▶ WORK TO DO
Count the lines in the entries below that contain the string "instance", treating uppercase and lowercase as different, and reply with the number alone.

•••

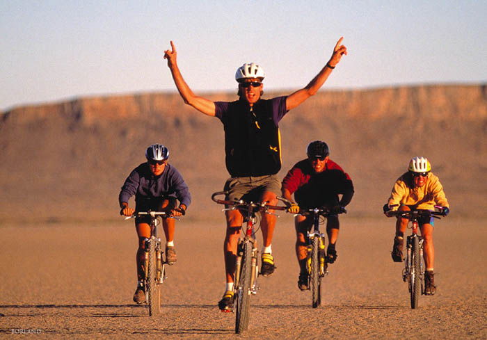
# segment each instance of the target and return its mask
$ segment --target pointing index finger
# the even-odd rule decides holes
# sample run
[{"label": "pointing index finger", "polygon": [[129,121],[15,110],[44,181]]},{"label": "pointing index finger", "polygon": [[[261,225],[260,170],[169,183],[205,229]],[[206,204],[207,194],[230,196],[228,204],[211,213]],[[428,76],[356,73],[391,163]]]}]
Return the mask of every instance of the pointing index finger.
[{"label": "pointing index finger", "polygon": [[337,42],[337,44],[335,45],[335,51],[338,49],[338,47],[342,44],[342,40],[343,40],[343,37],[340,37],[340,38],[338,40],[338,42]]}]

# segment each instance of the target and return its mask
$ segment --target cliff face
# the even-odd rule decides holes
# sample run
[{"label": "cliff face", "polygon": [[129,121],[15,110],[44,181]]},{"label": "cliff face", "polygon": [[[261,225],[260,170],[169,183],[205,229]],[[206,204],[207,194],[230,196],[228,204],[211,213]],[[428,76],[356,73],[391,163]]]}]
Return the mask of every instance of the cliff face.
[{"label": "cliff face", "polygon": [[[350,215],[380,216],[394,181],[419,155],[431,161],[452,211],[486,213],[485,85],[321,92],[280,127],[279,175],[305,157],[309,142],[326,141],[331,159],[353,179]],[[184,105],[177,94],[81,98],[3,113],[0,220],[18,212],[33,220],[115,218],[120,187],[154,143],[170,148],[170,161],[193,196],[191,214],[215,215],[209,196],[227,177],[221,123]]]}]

•••

▶ EXERCISE OUTPUT
4